▶ **Exercise objective**
The records that follow are to be given again exactly, with their pictures omitted.

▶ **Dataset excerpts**
--- START ---

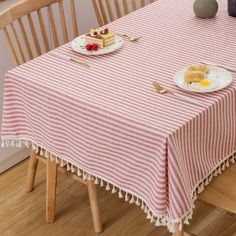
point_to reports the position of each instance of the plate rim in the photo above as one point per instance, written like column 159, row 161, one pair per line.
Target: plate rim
column 196, row 91
column 99, row 52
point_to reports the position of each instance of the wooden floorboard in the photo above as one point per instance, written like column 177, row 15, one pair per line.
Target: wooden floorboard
column 23, row 214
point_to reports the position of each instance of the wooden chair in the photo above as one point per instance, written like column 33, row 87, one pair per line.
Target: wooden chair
column 13, row 23
column 109, row 10
column 221, row 192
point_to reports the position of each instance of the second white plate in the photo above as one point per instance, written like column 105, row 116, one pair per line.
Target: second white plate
column 219, row 77
column 78, row 45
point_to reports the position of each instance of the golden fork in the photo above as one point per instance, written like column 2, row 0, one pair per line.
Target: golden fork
column 131, row 38
column 162, row 90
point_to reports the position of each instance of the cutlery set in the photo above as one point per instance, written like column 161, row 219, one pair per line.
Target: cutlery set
column 162, row 90
column 156, row 85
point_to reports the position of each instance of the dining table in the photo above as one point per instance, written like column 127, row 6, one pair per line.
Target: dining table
column 107, row 122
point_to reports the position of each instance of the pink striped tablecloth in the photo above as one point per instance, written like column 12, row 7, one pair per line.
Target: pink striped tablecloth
column 107, row 121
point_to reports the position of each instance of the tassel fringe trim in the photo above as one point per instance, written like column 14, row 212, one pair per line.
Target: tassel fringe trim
column 158, row 220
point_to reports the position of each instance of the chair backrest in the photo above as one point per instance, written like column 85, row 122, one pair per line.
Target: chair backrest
column 13, row 22
column 109, row 10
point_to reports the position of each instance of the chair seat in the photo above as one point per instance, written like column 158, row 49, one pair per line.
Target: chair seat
column 221, row 192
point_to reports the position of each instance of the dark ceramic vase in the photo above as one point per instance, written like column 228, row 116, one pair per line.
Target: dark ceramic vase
column 232, row 7
column 205, row 8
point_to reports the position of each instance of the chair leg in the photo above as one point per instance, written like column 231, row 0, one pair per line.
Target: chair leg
column 32, row 168
column 51, row 190
column 93, row 198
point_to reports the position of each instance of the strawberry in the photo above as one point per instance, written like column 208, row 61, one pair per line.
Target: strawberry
column 95, row 47
column 89, row 47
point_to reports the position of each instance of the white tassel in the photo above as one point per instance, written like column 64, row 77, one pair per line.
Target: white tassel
column 7, row 143
column 62, row 163
column 215, row 173
column 41, row 152
column 72, row 169
column 163, row 220
column 126, row 197
column 46, row 154
column 120, row 194
column 37, row 149
column 108, row 187
column 51, row 157
column 223, row 166
column 12, row 143
column 137, row 202
column 210, row 178
column 68, row 167
column 149, row 215
column 79, row 173
column 89, row 177
column 194, row 195
column 146, row 209
column 171, row 227
column 190, row 216
column 152, row 219
column 158, row 223
column 227, row 163
column 186, row 221
column 132, row 200
column 85, row 176
column 96, row 181
column 26, row 143
column 200, row 188
column 18, row 144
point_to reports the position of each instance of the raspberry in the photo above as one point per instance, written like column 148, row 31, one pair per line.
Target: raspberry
column 89, row 47
column 95, row 47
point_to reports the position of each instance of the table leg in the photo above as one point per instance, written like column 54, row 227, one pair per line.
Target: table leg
column 32, row 168
column 93, row 197
column 178, row 231
column 51, row 190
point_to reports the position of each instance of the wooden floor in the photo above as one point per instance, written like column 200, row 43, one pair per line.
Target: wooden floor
column 24, row 213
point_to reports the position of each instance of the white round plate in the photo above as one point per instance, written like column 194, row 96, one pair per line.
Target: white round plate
column 78, row 45
column 219, row 77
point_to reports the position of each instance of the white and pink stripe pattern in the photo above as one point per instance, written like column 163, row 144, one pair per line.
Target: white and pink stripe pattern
column 109, row 121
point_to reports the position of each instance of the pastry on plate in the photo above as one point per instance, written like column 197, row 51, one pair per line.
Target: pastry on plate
column 198, row 67
column 94, row 37
column 101, row 37
column 195, row 73
column 194, row 76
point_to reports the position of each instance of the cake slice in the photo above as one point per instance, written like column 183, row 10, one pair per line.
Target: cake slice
column 94, row 37
column 194, row 76
column 108, row 37
column 198, row 67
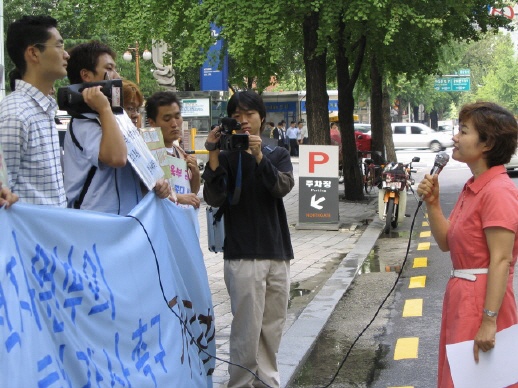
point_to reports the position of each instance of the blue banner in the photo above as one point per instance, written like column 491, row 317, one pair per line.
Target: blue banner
column 92, row 299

--- END ---

▶ **Written answer**
point_to reports the position of each instance of the plate rim in the photo above as one point per instance, written like column 159, row 161, one pair per line.
Target: plate rim
column 196, row 91
column 99, row 52
point_to reports the position of each instance of the wooden floorboard in the photo above as one point per instance, written like column 177, row 15, one pair per line.
Target: wooden floorboard
column 23, row 214
point_to reports the position of each instance of the wooden chair in the photo above as one point per instance, written like column 33, row 87, one pair per line.
Target: wooden chair
column 13, row 23
column 109, row 10
column 221, row 192
point_to reports the position of each instance of the second white plate in the photo above as one point per instance, written like column 105, row 116, one pair per line.
Target: second white plate
column 219, row 77
column 78, row 45
point_to reports the position of each instance of the golden fork in the photo above as one point per instance, written like column 2, row 0, one pair per line.
Target: golden fork
column 131, row 38
column 162, row 90
point_to reports the position of each instance of the cutlery set in the photo above as one point per instance, written like column 161, row 219, one pair per line.
Target: cutlery set
column 162, row 90
column 156, row 85
point_to reports the position of each instance of the dining table in the photo above as one point per instance, written like column 127, row 6, one pair per line.
Target: dining table
column 107, row 122
point_to reports the position of each instance of the pink striped tablecloth in the photo above as one point per instance, written like column 12, row 7, one pair per line.
Target: pink striped tablecloth
column 107, row 121
point_to reports the position of each instance of the tassel fringe trim in the photo above as one point per instance, written like column 14, row 212, one pair per line.
Target: tassel fringe trim
column 158, row 220
point_to reports the position of each instance of the chair backrest in the photo above as one point per instance, written like column 85, row 122, one pair per line.
Target: chair backrest
column 13, row 22
column 109, row 10
point_to reports the position of each instance of the chair seat in the photo above as one point per instance, written like column 158, row 49, one pair per line.
Target: chair seat
column 221, row 192
point_to reports the position of each instance of the dark ceramic vase in the photo above as one point per instance, written like column 228, row 116, one pair per line.
Target: dark ceramic vase
column 232, row 7
column 205, row 8
point_to reports the position of each instance of the chair leg in the photo above as one point per instance, written like column 231, row 0, one pair per line.
Target: chair leg
column 32, row 168
column 51, row 190
column 93, row 198
point_to reports the position of each instance of the strawberry in the photo above as one point per instance, written like column 208, row 61, one pair per line.
Target: strawberry
column 95, row 47
column 89, row 47
point_to reports the position of each instance of the white tassel in the photo above as one point per instance, written like column 64, row 77, one pair per line.
Target: white tassel
column 7, row 143
column 62, row 163
column 215, row 173
column 41, row 152
column 72, row 169
column 163, row 220
column 126, row 197
column 46, row 154
column 120, row 194
column 37, row 149
column 108, row 187
column 51, row 157
column 223, row 166
column 12, row 143
column 137, row 202
column 210, row 178
column 68, row 167
column 149, row 215
column 79, row 173
column 89, row 177
column 194, row 195
column 146, row 209
column 171, row 227
column 190, row 216
column 152, row 219
column 158, row 223
column 227, row 163
column 186, row 221
column 132, row 200
column 85, row 176
column 96, row 181
column 26, row 143
column 200, row 188
column 18, row 144
point_to reports the position of each instance of the raspberry in the photo above as one point per instance, written like column 148, row 31, one pair per line.
Target: raspberry
column 89, row 47
column 95, row 47
point_to reports the position of each instance of the table leg in the photo above as one point per instance, written like column 54, row 227, one pair per line.
Target: table leg
column 32, row 168
column 93, row 197
column 178, row 231
column 51, row 190
point_to reports the position of each instance of the wooden floor in the photo above as one point per instance, written like column 200, row 43, one pair per line.
Target: wooden floor
column 24, row 213
point_to reports the position of each instance of the white round plate in the photo above as one point per instance, written like column 194, row 96, one pair per line.
Target: white round plate
column 78, row 45
column 219, row 77
point_to reports the position of each instance of the white and pink stripe pattern in the photo above as one point per instance, written like column 163, row 144, one pair per line.
Target: white and pink stripe pattern
column 109, row 121
point_to reports the position of each instance of the pastry on plate in the photo above as one point per instance, written like column 197, row 51, one pair per line.
Target: pastry on plate
column 198, row 67
column 94, row 37
column 101, row 37
column 195, row 73
column 194, row 76
point_to reports the position of each instance of the cake slice in the photo above as one point per instance, written like column 183, row 10, one pair per line.
Target: cake slice
column 94, row 37
column 194, row 76
column 108, row 37
column 198, row 67
point_to reports the position of each instance of the blue banner in the photo above as one point per instance, written like column 491, row 317, one pair per line.
Target: blue banner
column 92, row 299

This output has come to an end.